* **WORK TO COMPLETE**
Your task is to repeat, word for word, the line containing "In the picture above, where can the snow pile" and all lines that follow it to the end of the material, and no other lines.

Image point annotation entries
----------------
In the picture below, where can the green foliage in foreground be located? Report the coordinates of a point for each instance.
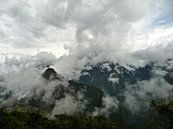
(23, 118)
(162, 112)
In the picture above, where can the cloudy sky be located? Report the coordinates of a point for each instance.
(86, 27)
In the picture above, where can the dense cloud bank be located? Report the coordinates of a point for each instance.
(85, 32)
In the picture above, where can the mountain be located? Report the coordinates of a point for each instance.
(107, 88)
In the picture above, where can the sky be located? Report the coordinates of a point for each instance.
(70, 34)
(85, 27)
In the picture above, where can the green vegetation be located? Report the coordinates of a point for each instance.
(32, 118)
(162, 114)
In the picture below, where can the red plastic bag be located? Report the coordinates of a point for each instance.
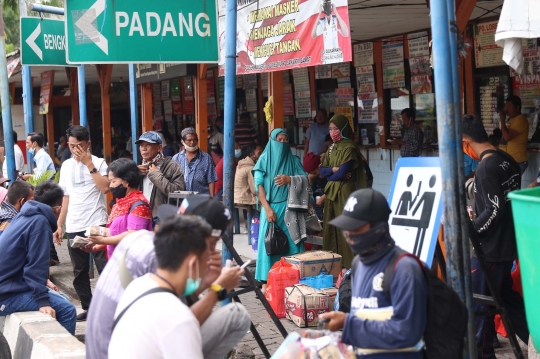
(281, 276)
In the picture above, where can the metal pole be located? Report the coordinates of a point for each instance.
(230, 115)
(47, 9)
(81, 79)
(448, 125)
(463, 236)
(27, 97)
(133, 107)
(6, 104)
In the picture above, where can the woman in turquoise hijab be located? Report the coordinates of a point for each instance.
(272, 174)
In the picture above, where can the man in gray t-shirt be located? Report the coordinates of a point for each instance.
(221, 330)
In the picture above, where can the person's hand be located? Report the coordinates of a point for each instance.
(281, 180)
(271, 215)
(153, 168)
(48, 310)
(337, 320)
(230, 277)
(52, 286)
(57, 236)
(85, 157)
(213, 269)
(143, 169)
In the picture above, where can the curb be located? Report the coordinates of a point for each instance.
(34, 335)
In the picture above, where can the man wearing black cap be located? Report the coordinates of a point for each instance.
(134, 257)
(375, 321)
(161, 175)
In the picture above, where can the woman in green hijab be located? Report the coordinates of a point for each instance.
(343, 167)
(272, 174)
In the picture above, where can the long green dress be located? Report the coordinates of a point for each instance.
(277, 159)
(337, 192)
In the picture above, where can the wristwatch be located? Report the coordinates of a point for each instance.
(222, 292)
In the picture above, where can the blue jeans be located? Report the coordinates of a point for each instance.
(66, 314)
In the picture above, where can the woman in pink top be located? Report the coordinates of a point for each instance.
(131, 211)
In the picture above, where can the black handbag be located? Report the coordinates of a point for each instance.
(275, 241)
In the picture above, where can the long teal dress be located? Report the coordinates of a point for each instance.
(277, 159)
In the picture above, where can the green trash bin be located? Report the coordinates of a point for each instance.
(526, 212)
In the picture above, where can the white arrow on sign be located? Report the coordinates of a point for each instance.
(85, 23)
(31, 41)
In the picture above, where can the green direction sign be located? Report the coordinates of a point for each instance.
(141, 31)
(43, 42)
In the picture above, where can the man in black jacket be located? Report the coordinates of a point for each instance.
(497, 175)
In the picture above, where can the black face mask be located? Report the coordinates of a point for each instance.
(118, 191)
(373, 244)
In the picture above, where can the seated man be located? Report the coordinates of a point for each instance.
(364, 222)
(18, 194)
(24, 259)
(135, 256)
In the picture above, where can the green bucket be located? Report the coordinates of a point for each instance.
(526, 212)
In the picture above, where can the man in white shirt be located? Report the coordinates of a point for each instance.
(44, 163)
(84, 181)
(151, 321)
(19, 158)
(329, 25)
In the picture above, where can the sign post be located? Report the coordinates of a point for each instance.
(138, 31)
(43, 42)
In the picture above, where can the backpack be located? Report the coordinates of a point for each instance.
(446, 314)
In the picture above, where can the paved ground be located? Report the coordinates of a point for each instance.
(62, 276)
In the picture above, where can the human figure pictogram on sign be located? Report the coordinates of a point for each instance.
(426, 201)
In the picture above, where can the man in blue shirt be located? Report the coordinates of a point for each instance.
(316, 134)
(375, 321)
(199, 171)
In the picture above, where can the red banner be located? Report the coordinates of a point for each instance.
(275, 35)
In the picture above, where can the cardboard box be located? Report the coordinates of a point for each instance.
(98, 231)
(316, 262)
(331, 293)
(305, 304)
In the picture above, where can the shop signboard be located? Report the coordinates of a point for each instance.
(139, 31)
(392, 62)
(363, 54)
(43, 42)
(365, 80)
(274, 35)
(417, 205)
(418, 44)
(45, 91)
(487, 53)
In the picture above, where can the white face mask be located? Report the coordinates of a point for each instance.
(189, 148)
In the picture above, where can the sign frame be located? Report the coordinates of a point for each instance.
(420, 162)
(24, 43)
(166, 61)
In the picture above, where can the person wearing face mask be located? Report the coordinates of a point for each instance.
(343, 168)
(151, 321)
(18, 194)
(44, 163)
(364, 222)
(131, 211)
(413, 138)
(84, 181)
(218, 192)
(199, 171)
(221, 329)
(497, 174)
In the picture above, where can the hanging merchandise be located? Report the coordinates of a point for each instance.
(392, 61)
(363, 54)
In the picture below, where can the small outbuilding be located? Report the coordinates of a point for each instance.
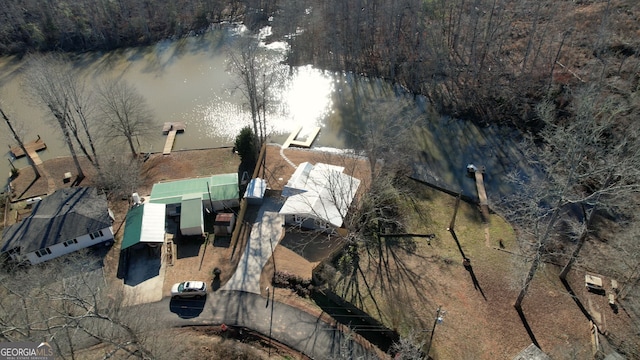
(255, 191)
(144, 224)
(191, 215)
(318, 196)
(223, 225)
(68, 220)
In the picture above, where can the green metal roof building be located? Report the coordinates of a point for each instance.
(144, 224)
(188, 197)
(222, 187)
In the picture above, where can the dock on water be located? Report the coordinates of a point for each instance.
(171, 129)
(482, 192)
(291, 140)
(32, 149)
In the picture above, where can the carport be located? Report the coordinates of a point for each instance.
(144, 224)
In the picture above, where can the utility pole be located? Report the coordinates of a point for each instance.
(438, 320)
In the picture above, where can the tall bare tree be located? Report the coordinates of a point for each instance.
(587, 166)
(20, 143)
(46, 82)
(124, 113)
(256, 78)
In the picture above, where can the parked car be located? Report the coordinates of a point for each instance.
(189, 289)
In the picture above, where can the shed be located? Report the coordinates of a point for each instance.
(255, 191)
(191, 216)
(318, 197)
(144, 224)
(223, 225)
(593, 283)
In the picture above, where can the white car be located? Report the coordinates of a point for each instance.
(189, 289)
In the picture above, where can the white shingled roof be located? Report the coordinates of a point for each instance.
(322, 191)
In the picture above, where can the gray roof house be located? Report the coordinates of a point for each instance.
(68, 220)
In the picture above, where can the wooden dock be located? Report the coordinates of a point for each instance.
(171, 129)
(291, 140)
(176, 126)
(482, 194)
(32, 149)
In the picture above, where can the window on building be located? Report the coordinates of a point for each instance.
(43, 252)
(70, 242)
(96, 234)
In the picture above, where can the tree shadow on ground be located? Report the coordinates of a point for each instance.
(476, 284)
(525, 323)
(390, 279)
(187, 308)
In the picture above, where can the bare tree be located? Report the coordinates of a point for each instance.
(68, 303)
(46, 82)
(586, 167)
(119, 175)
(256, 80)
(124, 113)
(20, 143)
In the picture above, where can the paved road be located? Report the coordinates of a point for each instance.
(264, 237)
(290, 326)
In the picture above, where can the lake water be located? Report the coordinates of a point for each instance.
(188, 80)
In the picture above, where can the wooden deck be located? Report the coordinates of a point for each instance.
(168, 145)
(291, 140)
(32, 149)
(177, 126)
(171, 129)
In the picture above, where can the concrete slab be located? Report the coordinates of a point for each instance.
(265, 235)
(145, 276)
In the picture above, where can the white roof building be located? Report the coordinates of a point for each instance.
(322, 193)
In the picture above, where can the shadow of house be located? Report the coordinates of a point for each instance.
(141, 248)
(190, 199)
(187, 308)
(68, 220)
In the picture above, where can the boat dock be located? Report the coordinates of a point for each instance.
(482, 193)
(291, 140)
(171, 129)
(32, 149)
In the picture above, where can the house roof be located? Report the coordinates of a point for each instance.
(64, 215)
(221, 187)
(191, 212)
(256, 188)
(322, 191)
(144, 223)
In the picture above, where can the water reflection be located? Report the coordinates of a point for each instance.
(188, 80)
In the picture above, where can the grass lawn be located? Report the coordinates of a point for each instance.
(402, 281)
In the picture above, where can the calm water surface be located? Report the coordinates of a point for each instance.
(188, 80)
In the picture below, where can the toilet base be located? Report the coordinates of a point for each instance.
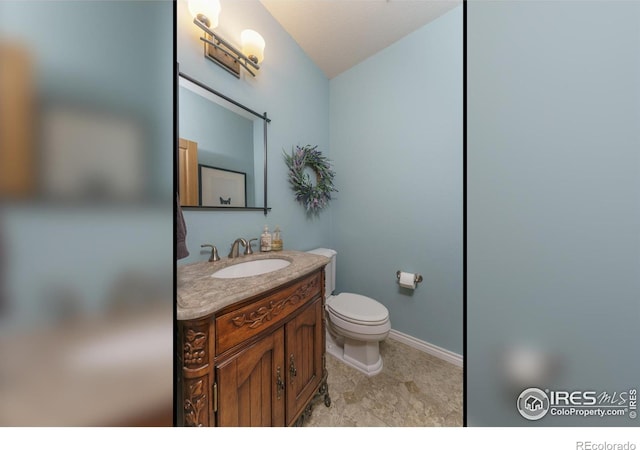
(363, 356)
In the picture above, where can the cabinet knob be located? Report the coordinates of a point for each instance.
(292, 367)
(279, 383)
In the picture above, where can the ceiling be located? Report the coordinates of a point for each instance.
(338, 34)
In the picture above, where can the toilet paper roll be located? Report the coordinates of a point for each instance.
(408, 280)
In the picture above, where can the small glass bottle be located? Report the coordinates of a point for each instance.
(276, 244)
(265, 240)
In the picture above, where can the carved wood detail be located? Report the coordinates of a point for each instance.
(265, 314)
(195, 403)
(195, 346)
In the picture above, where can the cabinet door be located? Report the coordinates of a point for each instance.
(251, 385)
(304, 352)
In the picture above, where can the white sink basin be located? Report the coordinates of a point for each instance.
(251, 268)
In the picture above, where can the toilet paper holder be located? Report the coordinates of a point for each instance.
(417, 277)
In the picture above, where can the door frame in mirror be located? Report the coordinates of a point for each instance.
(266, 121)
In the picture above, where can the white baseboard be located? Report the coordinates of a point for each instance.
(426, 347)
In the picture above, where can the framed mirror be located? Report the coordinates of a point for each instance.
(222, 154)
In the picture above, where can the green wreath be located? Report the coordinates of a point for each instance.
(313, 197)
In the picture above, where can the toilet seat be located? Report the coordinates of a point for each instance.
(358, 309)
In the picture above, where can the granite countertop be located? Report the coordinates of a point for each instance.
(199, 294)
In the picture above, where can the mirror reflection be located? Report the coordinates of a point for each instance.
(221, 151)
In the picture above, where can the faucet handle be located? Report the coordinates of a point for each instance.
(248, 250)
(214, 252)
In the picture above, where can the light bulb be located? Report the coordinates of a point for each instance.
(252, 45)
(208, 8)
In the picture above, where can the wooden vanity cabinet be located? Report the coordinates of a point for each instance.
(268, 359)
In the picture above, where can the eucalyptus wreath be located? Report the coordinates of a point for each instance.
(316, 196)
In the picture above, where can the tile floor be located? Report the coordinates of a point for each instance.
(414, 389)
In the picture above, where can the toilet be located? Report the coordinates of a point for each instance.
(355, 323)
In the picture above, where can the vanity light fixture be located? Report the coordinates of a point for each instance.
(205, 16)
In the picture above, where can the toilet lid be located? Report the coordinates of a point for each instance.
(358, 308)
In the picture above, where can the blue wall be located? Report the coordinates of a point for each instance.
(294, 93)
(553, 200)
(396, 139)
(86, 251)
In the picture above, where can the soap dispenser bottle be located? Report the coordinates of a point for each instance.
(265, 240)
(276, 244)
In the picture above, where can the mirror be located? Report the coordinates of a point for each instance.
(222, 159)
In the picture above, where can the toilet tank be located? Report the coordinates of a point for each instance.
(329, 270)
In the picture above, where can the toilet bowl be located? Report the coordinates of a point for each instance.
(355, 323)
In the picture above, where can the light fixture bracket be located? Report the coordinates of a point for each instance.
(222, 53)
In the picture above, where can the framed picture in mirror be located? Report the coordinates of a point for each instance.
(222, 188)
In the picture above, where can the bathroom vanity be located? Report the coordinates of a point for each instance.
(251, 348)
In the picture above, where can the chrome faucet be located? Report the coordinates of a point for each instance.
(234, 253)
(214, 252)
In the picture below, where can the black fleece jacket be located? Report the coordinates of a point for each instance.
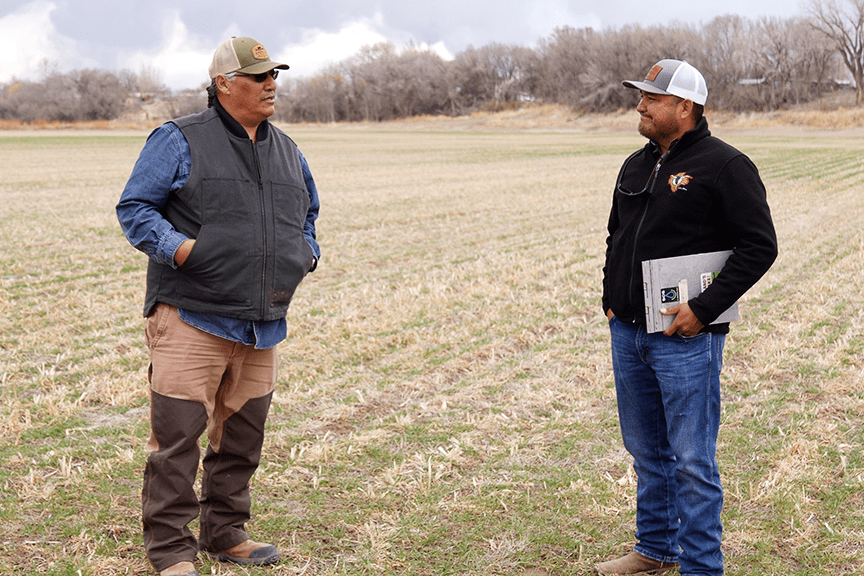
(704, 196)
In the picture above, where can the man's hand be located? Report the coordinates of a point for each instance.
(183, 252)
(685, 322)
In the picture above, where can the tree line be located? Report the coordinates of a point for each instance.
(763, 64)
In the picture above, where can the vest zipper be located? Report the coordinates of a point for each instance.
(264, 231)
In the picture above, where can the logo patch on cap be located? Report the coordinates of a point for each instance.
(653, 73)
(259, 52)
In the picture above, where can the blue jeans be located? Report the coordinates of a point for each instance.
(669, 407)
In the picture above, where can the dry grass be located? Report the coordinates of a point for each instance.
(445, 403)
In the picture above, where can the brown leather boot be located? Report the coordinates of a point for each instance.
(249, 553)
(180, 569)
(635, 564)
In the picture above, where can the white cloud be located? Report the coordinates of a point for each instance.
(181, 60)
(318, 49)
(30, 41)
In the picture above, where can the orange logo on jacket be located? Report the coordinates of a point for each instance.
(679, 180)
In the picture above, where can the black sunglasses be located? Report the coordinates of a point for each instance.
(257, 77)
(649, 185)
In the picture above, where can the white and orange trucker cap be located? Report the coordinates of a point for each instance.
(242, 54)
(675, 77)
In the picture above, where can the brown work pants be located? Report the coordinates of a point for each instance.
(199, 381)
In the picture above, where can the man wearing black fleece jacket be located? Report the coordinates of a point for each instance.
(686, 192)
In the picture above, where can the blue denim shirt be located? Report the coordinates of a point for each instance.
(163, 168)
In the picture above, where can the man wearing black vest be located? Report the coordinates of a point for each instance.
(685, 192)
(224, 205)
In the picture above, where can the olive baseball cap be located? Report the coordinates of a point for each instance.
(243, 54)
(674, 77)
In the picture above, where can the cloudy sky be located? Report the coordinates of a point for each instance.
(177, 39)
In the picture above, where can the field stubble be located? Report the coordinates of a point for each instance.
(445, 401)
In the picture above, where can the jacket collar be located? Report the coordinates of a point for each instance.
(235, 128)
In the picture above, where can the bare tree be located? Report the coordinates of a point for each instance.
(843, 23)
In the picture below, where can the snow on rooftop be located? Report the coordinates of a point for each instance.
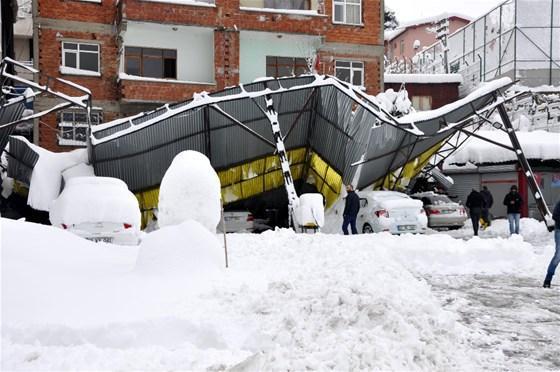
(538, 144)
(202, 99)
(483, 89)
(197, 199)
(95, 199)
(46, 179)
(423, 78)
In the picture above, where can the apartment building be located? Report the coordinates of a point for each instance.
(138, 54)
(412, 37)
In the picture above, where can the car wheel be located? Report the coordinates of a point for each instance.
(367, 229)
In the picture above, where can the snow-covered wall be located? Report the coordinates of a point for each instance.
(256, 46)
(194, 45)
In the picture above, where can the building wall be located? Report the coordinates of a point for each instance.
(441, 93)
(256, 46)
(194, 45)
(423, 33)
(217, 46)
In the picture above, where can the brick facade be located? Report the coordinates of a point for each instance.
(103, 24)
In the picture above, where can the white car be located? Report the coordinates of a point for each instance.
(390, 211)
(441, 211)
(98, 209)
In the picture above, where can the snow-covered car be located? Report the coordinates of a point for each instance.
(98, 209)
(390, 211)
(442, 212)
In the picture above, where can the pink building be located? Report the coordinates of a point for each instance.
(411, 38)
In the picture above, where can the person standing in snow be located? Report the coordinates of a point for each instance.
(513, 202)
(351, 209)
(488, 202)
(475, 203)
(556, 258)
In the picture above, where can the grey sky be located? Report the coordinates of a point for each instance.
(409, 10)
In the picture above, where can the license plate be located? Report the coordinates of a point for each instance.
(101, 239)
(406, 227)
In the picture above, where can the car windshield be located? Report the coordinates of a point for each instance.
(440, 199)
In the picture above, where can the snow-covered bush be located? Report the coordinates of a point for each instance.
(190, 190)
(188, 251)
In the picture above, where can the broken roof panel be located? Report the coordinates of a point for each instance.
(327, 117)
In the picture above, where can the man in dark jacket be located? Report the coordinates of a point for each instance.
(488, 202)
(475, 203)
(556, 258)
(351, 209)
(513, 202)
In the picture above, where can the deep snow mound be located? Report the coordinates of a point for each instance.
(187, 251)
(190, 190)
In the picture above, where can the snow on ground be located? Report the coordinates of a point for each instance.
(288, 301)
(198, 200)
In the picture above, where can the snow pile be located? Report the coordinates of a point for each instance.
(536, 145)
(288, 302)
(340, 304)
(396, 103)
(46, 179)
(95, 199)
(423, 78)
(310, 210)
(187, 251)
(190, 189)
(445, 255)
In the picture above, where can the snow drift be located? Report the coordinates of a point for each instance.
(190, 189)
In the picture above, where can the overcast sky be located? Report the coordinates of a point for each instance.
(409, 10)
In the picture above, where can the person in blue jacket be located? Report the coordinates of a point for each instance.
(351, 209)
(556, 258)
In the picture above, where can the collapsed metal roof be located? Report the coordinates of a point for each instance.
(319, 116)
----------------
* **FULL SOLUTION**
In the picture above, where can the snow pile be located? Report the coordinates of a point for each instance.
(536, 145)
(288, 302)
(340, 304)
(396, 103)
(46, 179)
(95, 199)
(423, 78)
(310, 210)
(187, 251)
(190, 189)
(445, 255)
In the picture above, where can the snow drift be located? Report the coordinates of a point for each instance.
(190, 189)
In the picture above, where can the overcast sky be located? Report the coordinates of a point for each instance.
(409, 10)
In the picture above, where can the person in blue jacket be located? Report the coordinates of a point for each instance.
(351, 209)
(556, 258)
In the picture above, where can the collapsed metal roof be located? Report the coordinates of a point for each instance.
(319, 116)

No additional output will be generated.